SUPPLIED RECORDS:
※ ※ ※
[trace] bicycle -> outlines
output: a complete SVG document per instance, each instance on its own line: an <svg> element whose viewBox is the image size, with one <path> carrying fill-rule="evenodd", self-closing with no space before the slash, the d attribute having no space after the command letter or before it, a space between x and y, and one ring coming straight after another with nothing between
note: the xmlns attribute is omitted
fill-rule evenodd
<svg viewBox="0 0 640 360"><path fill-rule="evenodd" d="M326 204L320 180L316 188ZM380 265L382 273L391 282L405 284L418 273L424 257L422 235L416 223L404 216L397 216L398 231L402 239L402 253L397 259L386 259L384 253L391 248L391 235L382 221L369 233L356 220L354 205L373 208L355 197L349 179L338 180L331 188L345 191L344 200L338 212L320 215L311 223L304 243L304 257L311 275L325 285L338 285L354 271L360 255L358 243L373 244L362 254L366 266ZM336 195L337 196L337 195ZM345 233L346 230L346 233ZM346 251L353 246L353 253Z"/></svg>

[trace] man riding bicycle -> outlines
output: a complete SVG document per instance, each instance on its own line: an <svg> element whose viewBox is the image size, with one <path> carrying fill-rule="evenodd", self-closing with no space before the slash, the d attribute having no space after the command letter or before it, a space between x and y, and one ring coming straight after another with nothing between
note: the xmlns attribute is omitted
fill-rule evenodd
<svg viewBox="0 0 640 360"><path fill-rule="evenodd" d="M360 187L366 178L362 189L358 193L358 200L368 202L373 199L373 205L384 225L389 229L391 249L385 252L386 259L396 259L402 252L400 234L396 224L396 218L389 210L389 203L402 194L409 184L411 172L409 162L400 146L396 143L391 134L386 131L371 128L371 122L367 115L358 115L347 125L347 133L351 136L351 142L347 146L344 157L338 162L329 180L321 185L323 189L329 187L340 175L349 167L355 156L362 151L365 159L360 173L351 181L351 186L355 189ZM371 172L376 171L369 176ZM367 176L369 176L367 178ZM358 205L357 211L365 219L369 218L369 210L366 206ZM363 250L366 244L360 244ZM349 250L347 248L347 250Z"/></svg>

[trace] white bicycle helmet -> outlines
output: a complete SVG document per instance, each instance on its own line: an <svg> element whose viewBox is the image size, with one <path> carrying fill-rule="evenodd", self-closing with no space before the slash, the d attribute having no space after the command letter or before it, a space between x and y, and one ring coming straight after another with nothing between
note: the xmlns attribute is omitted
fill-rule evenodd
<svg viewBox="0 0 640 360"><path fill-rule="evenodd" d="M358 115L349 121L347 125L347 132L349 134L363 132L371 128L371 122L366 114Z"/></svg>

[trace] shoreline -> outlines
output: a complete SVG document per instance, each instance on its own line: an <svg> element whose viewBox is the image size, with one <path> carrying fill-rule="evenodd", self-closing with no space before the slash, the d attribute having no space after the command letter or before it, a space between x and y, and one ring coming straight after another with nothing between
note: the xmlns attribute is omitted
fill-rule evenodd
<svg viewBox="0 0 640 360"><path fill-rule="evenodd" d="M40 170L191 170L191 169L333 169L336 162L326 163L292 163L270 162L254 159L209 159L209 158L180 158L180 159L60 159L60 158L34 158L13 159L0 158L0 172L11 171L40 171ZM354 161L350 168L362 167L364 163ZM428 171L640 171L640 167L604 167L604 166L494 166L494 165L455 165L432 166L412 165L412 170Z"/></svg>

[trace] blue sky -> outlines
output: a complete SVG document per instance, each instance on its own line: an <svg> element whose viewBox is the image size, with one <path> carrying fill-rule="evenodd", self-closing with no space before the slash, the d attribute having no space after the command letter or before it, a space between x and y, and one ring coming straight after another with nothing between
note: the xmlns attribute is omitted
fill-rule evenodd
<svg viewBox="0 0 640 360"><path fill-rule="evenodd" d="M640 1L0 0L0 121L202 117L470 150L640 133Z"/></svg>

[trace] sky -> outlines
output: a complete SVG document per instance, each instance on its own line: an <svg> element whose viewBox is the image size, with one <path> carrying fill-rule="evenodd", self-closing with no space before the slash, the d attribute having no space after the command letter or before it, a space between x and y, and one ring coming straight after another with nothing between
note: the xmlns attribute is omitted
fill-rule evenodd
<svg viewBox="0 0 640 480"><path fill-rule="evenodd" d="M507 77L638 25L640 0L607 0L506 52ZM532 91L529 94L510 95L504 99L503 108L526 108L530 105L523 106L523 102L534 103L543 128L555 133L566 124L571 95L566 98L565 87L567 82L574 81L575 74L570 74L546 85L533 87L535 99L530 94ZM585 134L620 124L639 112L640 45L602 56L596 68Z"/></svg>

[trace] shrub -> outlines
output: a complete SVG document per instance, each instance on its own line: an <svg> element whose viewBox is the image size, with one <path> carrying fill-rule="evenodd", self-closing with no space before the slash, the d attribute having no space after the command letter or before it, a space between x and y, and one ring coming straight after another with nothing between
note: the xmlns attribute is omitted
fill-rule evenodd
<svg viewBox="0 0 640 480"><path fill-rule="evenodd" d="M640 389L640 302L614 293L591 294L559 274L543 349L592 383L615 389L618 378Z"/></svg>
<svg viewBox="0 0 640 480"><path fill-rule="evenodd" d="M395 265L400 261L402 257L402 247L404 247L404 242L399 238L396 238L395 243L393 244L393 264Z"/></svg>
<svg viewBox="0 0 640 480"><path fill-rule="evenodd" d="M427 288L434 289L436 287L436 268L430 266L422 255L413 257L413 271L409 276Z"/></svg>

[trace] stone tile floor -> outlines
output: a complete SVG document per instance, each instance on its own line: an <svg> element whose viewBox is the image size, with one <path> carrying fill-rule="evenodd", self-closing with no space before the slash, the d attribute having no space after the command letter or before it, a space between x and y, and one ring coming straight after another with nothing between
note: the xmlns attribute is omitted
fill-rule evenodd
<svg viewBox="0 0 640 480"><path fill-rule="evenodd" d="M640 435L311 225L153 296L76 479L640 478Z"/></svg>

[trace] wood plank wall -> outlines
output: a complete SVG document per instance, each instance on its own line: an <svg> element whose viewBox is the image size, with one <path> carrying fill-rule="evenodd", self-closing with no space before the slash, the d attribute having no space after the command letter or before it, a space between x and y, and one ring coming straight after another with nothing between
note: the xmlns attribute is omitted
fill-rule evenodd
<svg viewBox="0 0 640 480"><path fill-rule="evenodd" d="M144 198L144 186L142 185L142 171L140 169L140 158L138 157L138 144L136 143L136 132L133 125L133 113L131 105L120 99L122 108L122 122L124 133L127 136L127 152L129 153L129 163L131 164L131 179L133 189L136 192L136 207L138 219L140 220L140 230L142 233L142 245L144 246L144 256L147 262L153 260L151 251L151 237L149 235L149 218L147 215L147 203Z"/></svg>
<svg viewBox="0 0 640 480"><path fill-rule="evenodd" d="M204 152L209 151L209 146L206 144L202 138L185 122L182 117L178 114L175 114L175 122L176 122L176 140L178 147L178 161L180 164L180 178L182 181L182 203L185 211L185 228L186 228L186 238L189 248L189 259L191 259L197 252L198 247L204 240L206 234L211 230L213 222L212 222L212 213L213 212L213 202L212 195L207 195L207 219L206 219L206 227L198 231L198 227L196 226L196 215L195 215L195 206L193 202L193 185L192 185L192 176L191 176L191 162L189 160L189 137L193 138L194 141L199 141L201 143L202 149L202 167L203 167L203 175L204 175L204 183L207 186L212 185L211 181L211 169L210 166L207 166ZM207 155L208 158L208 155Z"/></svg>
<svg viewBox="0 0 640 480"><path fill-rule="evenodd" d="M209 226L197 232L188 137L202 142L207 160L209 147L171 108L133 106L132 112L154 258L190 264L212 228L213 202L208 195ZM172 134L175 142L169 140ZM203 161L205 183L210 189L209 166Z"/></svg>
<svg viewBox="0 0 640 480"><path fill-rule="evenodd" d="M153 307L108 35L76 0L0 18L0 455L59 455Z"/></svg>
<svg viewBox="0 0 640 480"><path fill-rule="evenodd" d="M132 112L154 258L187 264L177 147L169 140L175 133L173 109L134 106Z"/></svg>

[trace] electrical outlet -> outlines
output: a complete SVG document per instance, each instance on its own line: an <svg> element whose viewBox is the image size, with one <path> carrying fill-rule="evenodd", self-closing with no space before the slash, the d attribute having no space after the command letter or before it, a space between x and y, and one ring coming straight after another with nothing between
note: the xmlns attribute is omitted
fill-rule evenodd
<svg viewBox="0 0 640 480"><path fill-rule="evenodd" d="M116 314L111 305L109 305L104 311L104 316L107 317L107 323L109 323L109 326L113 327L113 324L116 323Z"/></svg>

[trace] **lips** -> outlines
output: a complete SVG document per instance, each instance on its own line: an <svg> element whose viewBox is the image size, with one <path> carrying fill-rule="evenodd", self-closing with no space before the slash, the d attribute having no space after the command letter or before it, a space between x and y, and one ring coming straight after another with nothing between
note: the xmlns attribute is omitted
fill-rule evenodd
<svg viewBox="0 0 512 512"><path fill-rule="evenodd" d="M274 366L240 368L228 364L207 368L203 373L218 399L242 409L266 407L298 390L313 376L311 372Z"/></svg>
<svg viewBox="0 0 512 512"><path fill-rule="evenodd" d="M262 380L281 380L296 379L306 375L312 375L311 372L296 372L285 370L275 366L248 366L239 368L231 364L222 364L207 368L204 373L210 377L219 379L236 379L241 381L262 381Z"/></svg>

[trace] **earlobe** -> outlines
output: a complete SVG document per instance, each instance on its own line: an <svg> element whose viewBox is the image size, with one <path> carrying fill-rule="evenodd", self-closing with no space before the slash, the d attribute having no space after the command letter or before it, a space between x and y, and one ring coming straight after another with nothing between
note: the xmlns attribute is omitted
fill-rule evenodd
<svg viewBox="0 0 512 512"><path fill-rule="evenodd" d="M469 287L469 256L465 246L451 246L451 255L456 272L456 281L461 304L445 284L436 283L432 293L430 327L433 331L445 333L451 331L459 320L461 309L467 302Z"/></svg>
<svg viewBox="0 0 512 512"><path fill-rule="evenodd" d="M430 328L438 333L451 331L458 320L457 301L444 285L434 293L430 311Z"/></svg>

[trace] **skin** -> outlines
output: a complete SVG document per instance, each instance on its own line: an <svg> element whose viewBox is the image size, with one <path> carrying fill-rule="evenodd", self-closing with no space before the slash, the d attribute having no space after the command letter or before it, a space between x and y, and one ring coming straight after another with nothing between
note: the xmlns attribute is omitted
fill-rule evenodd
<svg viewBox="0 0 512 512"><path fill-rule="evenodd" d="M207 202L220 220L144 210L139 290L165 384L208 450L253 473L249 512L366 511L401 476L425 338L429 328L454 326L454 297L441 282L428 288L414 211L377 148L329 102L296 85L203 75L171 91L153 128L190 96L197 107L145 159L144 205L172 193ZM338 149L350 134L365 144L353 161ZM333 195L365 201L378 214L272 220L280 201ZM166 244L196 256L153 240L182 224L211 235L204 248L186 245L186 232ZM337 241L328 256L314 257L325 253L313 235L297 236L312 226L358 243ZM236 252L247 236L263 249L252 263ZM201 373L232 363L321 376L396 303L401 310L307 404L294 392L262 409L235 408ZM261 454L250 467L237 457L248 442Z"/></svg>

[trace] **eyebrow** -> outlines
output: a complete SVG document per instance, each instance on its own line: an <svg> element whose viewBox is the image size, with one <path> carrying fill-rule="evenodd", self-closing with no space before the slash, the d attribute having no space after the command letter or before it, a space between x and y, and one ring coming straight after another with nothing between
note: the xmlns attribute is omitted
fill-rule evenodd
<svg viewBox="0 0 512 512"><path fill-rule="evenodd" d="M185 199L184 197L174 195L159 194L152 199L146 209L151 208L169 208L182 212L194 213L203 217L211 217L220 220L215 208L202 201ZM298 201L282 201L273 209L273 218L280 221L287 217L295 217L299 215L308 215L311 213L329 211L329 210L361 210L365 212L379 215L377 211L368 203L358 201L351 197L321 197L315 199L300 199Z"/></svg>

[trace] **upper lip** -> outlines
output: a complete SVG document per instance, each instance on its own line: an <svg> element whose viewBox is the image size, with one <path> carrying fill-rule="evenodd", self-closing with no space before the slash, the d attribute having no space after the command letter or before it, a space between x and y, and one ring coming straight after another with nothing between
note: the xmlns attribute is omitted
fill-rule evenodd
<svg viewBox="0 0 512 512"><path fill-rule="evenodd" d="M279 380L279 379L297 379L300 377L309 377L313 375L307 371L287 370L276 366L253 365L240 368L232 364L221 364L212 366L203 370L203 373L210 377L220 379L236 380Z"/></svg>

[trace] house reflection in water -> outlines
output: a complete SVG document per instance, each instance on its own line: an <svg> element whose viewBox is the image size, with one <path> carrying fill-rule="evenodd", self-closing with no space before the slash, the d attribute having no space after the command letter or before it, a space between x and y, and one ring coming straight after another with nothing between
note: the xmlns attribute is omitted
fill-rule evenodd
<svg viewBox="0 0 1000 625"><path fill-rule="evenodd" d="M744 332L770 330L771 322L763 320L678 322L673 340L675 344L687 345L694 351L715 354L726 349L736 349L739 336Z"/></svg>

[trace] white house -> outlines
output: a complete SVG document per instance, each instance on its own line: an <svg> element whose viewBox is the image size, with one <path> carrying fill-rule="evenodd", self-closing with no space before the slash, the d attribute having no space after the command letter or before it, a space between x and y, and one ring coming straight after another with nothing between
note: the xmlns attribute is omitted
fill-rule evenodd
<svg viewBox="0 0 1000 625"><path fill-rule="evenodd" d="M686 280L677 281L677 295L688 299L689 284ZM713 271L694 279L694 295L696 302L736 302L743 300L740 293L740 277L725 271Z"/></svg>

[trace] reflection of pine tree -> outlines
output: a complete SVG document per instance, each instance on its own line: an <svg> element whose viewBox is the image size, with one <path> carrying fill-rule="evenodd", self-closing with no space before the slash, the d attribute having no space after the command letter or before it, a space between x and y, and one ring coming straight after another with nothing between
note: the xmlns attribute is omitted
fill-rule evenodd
※ ※ ※
EXERCISE PROMPT: Within the material above, find every line containing the word "house" and copy it.

OUTPUT FOR THIS EXERCISE:
[trace] house reflection in water -> outlines
[trace] white house -> outlines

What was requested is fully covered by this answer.